> **PASSAGE SHOWN**
##############################
MBSlurmInfo supersedes the manual env_vars = ('SLURM_JOB_ID', ...) pattern — it captures every SLURM_* variable automatically with no configuration.

`MBLoadedModules`

Captures the currently loaded Lmod or Environment Modules software stack into a loaded_modules dict, mapping each module name to its version string. If no modules are loaded, or the benchmark is not running in a module-enabled environment, loaded_modules is an empty dict.

from microbench import MicroBench, MBLoadedModules

class Bench(MicroBench, MBLoadedModules):
    pass

bench = Bench()

Each record will contain:

{
  "loaded_modules": {
    "gcc": "12.2.0",
    "openmpi": "4.1.5",
    "python": "3.10.4"
  }
}

Module entries without a version (e.g. null) are stored with an empty string as the version. Hierarchical module names such as GCC/12.2.0-GCCcore-12.2.0 are split on the first /, so the name is GCC and the version is 12.2.0-GCCcore-12.2.0.

This mixin reads the LOADEDMODULES environment variable, which is the standard set by both Lmod and Environment Modules. No subprocess is required and there are no extra dependencies.

`MBWorkingDir`

Captures the absolute path of the working directory at benchmark time into call.working_dir:

from microbench import MicroBench, MBWorkingDir

class Bench(MicroBench, MBWorkingDir):
    pass

bench = Bench()

Each record will contain:

{
  "call": {
    "working_dir": "/home/user/experiments/run-42"
  }
}

Useful for reproducibility — records exactly which directory was current when the benchmark ran, so results from different nodes or directories can be distinguished. Included in the CLI defaults.

`MBCgroupLimits`

Captures the CPU quota and memory limit enforced by the Linux control groups (cgroups). Works for SLURM jobs and Kubernetes pods, on both cgroup v1 and cgroup v2 systems, with no external dependencies. Unlike MBHostInfo (which reports the physical node's total resources), MBCgroupLimits reports what the scheduler actually allocated to this job or container — the number that determines your benchmark's resource budget.

from microbench import MicroBench, MBSlurmInfo, MBCgroupLimits

class Bench(MicroBench, MBSlurmInfo, MBCgroupLimits):
    pass

bench = Bench()

Each record will contain:

{
  "cgroups": {
    "cpu_cores_limit": 4.0,
    "memory_bytes_limit": 17179869184,
    "version": 2
  }
}

cpu_cores_limit is derived from the cgroup CPU quota and period (quota_us / period_us), so it represents effective CPU parallelism rather than a physical core count. A SLURM job launched with --cpus-per-task=4 will typically report cpu_cores_limit: 4.0.

memory_bytes_limit is the hard memory limit in bytes. A job allocated --mem=16G will typically report memory_bytes_limit: 17179869184.

Both fields are null when no limit is set (the scheduler granted unlimited access to that resource). cgroups is an empty dict on non-Linux platforms or when the cgroup filesystem is unavailable.
##############################
> **INFORMATION SHOWN**
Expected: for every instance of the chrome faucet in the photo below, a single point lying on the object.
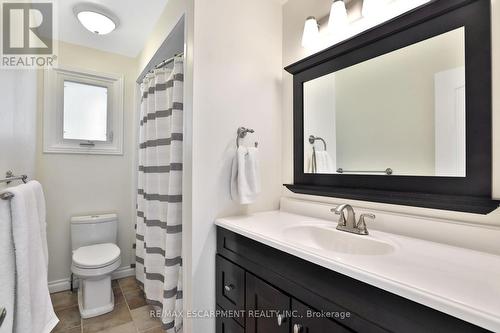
##############################
Reproduce the microbench documentation above word for word, starting at "Useful for reproducibility" up to and including "benchmark's resource budget.".

Useful for reproducibility — records exactly which directory was current when the benchmark ran, so results from different nodes or directories can be distinguished. Included in the CLI defaults.

`MBCgroupLimits`

Captures the CPU quota and memory limit enforced by the Linux control groups (cgroups). Works for SLURM jobs and Kubernetes pods, on both cgroup v1 and cgroup v2 systems, with no external dependencies. Unlike MBHostInfo (which reports the physical node's total resources), MBCgroupLimits reports what the scheduler actually allocated to this job or container — the number that determines your benchmark's resource budget.